What to produce:
Collect every line in the data below that contains the string "lapel". Case is significant.

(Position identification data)
>> Begin

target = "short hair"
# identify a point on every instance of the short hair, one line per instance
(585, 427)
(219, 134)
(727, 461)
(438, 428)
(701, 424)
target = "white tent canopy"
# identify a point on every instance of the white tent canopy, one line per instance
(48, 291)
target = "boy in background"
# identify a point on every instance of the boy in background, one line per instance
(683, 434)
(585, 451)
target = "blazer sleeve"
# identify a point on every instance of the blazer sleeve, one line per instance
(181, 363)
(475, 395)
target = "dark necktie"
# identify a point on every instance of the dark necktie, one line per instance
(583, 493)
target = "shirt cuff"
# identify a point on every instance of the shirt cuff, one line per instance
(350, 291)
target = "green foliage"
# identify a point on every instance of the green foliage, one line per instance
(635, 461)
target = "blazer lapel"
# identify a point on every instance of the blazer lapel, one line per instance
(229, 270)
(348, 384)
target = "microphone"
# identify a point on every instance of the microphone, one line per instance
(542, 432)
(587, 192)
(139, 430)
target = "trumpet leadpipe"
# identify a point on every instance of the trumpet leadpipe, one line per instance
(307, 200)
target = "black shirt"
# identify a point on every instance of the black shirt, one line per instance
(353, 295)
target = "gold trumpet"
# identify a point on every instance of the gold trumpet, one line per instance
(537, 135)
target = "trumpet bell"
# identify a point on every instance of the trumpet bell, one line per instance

>> End
>> Begin

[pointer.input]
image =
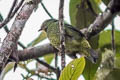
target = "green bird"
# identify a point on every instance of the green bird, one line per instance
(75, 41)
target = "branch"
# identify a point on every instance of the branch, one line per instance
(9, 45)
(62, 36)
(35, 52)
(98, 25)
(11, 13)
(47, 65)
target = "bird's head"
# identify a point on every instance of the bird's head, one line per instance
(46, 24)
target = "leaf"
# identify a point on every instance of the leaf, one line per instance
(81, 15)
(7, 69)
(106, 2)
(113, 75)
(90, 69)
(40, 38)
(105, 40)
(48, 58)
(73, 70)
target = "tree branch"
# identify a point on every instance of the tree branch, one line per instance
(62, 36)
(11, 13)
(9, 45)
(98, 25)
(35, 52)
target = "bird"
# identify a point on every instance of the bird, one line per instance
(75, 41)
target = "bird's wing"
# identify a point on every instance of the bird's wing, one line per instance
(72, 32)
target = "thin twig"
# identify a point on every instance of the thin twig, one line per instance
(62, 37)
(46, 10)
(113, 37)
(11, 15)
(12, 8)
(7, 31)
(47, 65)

>> End

Result:
target = "blazer lapel"
# identify a point on every instance of the blazer lapel, one line per instance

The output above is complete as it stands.